Data excerpts
┌──
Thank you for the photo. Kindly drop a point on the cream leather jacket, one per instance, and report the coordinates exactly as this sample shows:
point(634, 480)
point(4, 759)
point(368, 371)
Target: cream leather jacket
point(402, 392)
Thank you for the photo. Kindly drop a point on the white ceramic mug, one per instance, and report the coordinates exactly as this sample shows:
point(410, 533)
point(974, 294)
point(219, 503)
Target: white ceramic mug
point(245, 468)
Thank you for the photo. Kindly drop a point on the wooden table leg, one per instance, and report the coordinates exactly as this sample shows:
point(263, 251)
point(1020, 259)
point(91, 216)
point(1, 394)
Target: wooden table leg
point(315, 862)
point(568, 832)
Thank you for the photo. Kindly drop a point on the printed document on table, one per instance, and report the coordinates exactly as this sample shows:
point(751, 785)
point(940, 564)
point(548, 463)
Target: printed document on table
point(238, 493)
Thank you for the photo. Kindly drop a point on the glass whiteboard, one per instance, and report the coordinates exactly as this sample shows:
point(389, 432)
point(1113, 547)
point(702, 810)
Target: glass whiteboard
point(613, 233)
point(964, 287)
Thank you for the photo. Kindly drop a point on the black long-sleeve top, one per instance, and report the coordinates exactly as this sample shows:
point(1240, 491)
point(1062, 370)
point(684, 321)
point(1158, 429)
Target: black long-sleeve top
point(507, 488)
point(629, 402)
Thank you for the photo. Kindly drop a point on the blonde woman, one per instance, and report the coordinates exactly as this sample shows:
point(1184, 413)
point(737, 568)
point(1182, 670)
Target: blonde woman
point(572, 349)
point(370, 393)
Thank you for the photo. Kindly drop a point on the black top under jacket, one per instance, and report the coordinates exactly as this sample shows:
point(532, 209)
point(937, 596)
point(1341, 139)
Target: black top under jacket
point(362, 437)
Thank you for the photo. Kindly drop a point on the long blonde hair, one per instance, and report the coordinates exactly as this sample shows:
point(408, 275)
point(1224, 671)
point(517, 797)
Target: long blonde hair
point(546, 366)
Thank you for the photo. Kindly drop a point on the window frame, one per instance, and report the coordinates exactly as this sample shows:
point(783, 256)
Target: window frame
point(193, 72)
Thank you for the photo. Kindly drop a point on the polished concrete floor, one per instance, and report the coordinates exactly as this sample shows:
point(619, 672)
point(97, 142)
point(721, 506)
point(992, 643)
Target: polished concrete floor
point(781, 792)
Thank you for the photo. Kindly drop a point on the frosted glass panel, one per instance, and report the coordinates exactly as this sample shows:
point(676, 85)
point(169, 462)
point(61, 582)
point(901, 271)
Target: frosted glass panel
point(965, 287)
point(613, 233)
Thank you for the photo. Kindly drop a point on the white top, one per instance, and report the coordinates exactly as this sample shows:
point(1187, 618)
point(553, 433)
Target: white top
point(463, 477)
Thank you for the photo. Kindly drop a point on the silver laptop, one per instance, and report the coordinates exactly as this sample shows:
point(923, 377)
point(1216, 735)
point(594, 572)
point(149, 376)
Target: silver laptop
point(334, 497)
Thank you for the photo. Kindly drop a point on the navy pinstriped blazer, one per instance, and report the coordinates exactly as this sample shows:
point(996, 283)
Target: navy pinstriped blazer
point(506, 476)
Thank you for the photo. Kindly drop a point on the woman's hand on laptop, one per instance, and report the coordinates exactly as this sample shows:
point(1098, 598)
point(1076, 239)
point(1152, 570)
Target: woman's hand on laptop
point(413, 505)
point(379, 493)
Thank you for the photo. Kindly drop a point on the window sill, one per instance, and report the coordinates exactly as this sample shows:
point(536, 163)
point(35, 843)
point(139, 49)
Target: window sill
└──
Problem
Rewrite all the entries above, replacing every occurrence of "Kindly drop a point" with "Please place a point" and leaving everything else unchanged.

Exercise answer
Thank you for the photo. Please place a point on the cream leather jacket, one per instance, and report the coordinates exactly as this sample shows:
point(634, 480)
point(4, 759)
point(368, 371)
Target: cream leather jacket
point(402, 392)
Thank you for the photo. Please place a point on the white ceramic mug, one per instance, and report the coordinates exactly as this sample shows:
point(410, 533)
point(974, 294)
point(219, 503)
Target: white ceramic mug
point(245, 468)
Thank you for the photo. Please place a point on the wooden table leg, one per instance, and report the coordinates exactly as this sample shows:
point(263, 251)
point(1020, 259)
point(91, 216)
point(1, 394)
Target: wooden table leg
point(315, 862)
point(568, 832)
Thank you for the photo. Please place a point on the printed document on table, one per instance, and report the coordinates exactly as this sample shows:
point(751, 785)
point(940, 564)
point(548, 463)
Target: printed document on table
point(238, 493)
Thank you for the photo. Please place a point on the glass whiteboard, one per instance, and report the coordinates exactly as this sample shows:
point(389, 432)
point(1113, 547)
point(702, 810)
Target: glass whiteboard
point(613, 233)
point(964, 287)
Thank you for the photo. Please place a point on the black long-sleeve top, one per instance, and report the coordinates exactly as this sample shows:
point(1240, 491)
point(1062, 370)
point(684, 321)
point(1158, 429)
Target: black long-sleeve top
point(507, 488)
point(629, 402)
Thank you for the photo. Please place a point on the blonde woman, one per instance, and report the coordinates exactly as this sample shows:
point(1184, 413)
point(737, 568)
point(1182, 670)
Target: blonde woman
point(572, 349)
point(370, 393)
Thank you for the photo. Please place a point on the black top under jacket, one per instance, and report the coordinates exactly as this sample shows:
point(532, 209)
point(937, 596)
point(1341, 139)
Target: black top under jacket
point(362, 437)
Thank you for the photo. Please place a point on the long blonde hair, one per instance, and report the coordinates exactly as this sample shows:
point(408, 275)
point(1224, 671)
point(517, 797)
Target: long blonde hair
point(546, 366)
Thank you for the photo. Please place a point on the window frame, one per instance, and report the coordinates exactly as this sample shows:
point(783, 256)
Target: window frame
point(193, 72)
Thank you for the photo. Please place a point on the polished concrete floor, one per instance, and report the coordinates exactly as this sample shows:
point(619, 672)
point(97, 142)
point(721, 506)
point(992, 643)
Target: polished concrete floor
point(781, 792)
Thank you for the photo. Please place a point on the frosted glass panel, one per instance, and report the coordinates exactly as this sample shows:
point(676, 85)
point(169, 462)
point(61, 582)
point(901, 271)
Target: frosted glass panel
point(965, 287)
point(613, 233)
Thank you for the photo. Please place a point on the white top, one per instance, and report the coordinates exactly as this sample shows:
point(1187, 618)
point(553, 433)
Target: white top
point(463, 477)
Thank you for the photo. Please place a point on the silver laptop, one per instance, and report the coordinates exactly as this sample shows:
point(923, 377)
point(1216, 735)
point(594, 572)
point(149, 376)
Target: silver laptop
point(334, 497)
Thank you for the photo. Please place a point on the navy pinstriped blazer, one per instance, and report the coordinates exactly as this sample shows:
point(996, 283)
Target: navy pinstriped blazer
point(506, 476)
Thank you for the photo. Please place a point on the woman's hand on laptop, one per instance, and report the coordinates exactly as this sample shows:
point(1098, 598)
point(1076, 239)
point(1152, 570)
Target: woman's hand on laptop
point(413, 505)
point(379, 493)
Thank you for the photo. Please place a point on the window sill, one per instance, and report the coordinates exactly as this sample shows:
point(536, 163)
point(35, 843)
point(139, 49)
Target: window sill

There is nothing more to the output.